All by himself, Mónico mastered the ins and outs of the era's most cutting-edge technology. Years later, he made the jump to New York, arriving at Ellis Island in 1904, with no money but his head full of ideas for electrical devices. Due to his shaky English, at first he carried a small slate around to write down and erase words in order to make himself understood.
He soon began working as a draftsman while expanding his electricity studies. Five years later he joined Foote, Pierson and Company, which made telegraphy devices. Then he enrolled at Columbia University. He was in the right place at the right time. And the best was yet to come. In 1908, at age 28, Mónico became a full-fledged engineer at the Van Houten and Ten Broeck Company, specialized in applying electricity to medicine.
It is really unbelievable to be self-taught in electricity - and barely speaking any English. That's just amazing"
There were already X-ray machines back then, but they were enormously heavy. Mónico developed a portable version weighing only 10 kilograms. The Collins Wireless Telephone Company hired him to sell the device, which was called Collins-Sánchez. This company meant to develop wireless telephones, but the forecasts failed - this technology would not be developed until 90 years later - and Mónico decided to return to Spain when Collins was convicted for fraud.

**Input data**.
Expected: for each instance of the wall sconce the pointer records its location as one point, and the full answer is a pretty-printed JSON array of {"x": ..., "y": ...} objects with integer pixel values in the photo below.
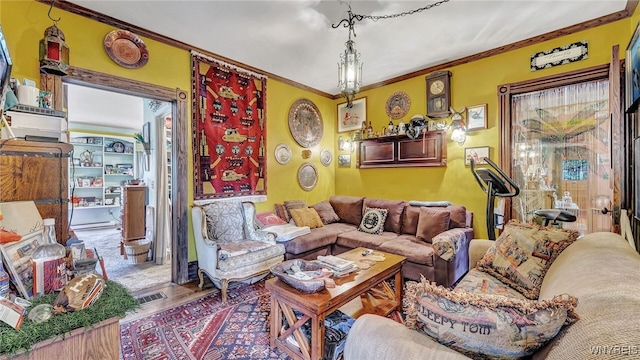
[
  {"x": 54, "y": 52},
  {"x": 459, "y": 134}
]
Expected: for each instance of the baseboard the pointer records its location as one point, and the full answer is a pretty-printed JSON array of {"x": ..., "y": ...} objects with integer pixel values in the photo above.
[{"x": 106, "y": 224}]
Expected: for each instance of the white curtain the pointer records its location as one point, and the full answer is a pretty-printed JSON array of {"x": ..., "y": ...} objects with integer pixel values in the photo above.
[
  {"x": 163, "y": 212},
  {"x": 561, "y": 147}
]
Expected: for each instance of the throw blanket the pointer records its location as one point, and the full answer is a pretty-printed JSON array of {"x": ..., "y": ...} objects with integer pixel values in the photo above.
[{"x": 447, "y": 244}]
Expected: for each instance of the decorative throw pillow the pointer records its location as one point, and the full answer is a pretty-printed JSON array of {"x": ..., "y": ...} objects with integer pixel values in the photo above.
[
  {"x": 306, "y": 217},
  {"x": 523, "y": 253},
  {"x": 485, "y": 324},
  {"x": 225, "y": 221},
  {"x": 326, "y": 212},
  {"x": 373, "y": 221},
  {"x": 268, "y": 218},
  {"x": 431, "y": 223}
]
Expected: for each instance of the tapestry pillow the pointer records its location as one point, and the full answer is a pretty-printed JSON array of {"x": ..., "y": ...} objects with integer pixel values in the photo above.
[
  {"x": 306, "y": 217},
  {"x": 326, "y": 212},
  {"x": 373, "y": 221},
  {"x": 523, "y": 253},
  {"x": 268, "y": 218},
  {"x": 485, "y": 325},
  {"x": 225, "y": 221},
  {"x": 431, "y": 223}
]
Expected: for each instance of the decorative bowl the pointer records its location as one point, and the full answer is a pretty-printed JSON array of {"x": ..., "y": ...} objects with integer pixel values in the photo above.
[{"x": 305, "y": 286}]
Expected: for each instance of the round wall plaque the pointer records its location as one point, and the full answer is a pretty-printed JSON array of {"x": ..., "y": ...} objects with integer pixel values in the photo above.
[
  {"x": 126, "y": 49},
  {"x": 307, "y": 176},
  {"x": 398, "y": 105},
  {"x": 305, "y": 123},
  {"x": 283, "y": 154}
]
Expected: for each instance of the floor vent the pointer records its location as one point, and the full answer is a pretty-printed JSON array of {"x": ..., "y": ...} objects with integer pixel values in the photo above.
[{"x": 148, "y": 298}]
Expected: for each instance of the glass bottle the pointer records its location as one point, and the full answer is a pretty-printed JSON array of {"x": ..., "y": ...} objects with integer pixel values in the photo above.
[
  {"x": 4, "y": 282},
  {"x": 49, "y": 266}
]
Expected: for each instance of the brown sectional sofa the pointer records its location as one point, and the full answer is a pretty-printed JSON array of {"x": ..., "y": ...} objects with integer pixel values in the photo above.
[{"x": 399, "y": 237}]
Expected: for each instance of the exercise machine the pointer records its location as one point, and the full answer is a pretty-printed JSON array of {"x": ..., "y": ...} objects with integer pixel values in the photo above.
[{"x": 494, "y": 183}]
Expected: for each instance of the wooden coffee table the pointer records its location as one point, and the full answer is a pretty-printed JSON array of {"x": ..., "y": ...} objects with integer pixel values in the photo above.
[{"x": 317, "y": 306}]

**Parts of the exercise**.
a) In the passage about Mónico, how much did his portable X-ray machine weigh?
b) Continue the passage about Mónico, picking up after its final sentence.
The material isn't needed here.

**Written responses**.
a) It weighed only 10 kilograms.

b)
In 1912, with a fortune under his arm, Mónico returned to Piedrabuena and set up the European Electrical Sánchez Company — the name always remained in English — even though the village didn't even have electricity. But this was no obstacle to Mónico; he built his own power station and tried to sell the excess production to the locals. There was no qualified workforce for his station, either, but "Mónico brought to Piedrabuena a German glass blower," explains Martín. A good glass blower is essential for the vacuum tubes that the electrons travel through.
Meanwhile, the portable X-ray machine quickly found a practical application. It was perfect to detect bullets lodged in the bodies of wounded soldiers during World War I. So the French Army ordered 60 units.
Back in Spain, Mónico visited doctors to explain the benefits of his invention. In the catalogue photographs, the scientist is seen carrying the case as he gets into a car, as though he were a doctor himself. But the Civil War and technological advances gradually left Mónico's lab behind, and he began supplying schools with his invention. They were perfect for students studying physics. Even today, there are some left in parts of Spain, and they are so reliable that they continue to work properly.
Mónico tried to breathe new life into his business with trips to the United States, but he ran into obstacles trying to import certain types of material. After his death in 1961, his family kept his inventions and over 200 discharge tubes that were matchless in Europe. In 2010, the collection reached the National Museum of Science and Technology, which exhibits some of Mónico's best-preserved devices at its A Coruña headquarters.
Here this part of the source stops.